* **TEXT SEGMENT**
____
Closed polettif closed 3 years ago
Hi @polettif, thanks for the PR.
So, playing around with this issue I bit I realized that the current approach always works if path
is not tempdir()
. For example, the bit above works fine:
library(gtfsio)
path1 <- system.file("extdata", "sample-feed-fixed.zip", package = "tidytransit")
path2 <- tempfile()
g1 <- import_gtfs(path1)
export_gtfs(g1, path2, as_dir = TRUE)
list.files(path2)
#> [1] "agency.txt" "calendar_dates.txt" "calendar.txt"
#> [4] "fare_attributes.txt" "fare_rules.txt" "frequencies.txt"
#> [7] "routes.txt" "shapes.txt" "stop_times.txt"
#> [10] "stops.txt" "trips.txt"
That's because tempfile()
creates a file/directory inside R temporary directory, whereas tempdir()
returns the path to this temporary directory (and apparently creates it, if it had been removed for any reason - I'll call this directory Rtmp from now on). So when you set path = tempdir()
, the function tries to move the directory where files were extracted to (which is inside Rtmp) to Rtmp itself. But as overwrite = TRUE
(by default), it removes Rtmp and all files within it before attempting to move the files, and that's why we see this 'No such file or directory'
error.
The approach you're following in this PR fixes this, but I'm not sure if we should even use tempdir()
____
* **GIVEN DATA**
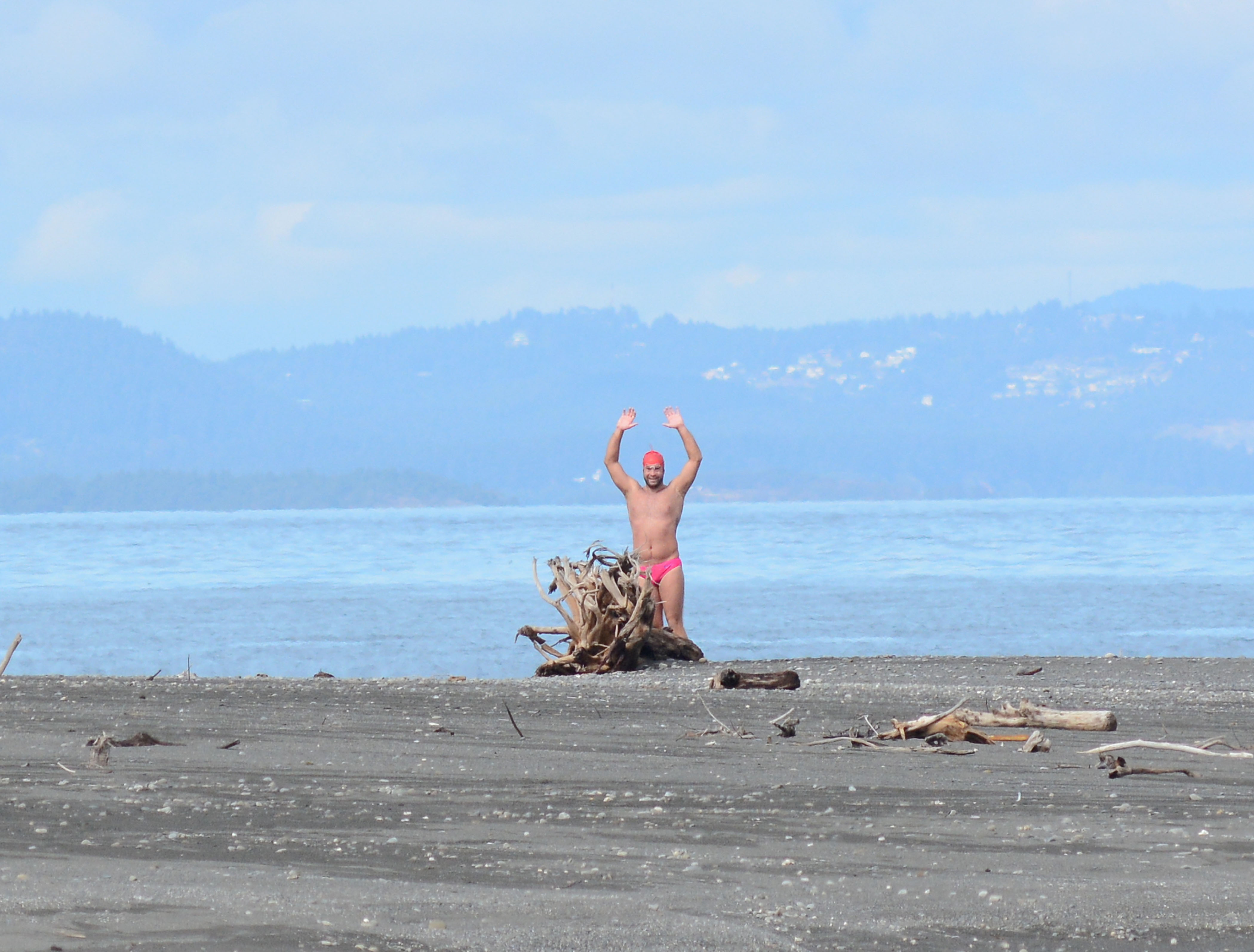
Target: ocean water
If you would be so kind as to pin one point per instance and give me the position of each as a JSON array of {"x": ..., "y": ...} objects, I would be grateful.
____
* **WHAT IS REQUIRED**
Retype the part of the gtfsio export discussion that opens with the words containing "That's because tempfile()" and closes with "even use tempdir()". The lines above can be left aside.

* **TASK RESPONSE**
That's because tempfile()
creates a file/directory inside R temporary directory, whereas tempdir()
returns the path to this temporary directory (and apparently creates it, if it had been removed for any reason - I'll call this directory Rtmp from now on). So when you set path = tempdir()
, the function tries to move the directory where files were extracted to (which is inside Rtmp) to Rtmp itself. But as overwrite = TRUE
(by default), it removes Rtmp and all files within it before attempting to move the files, and that's why we see this 'No such file or directory'
error.
The approach you're following in this PR fixes this, but I'm not sure if we should even use tempdir()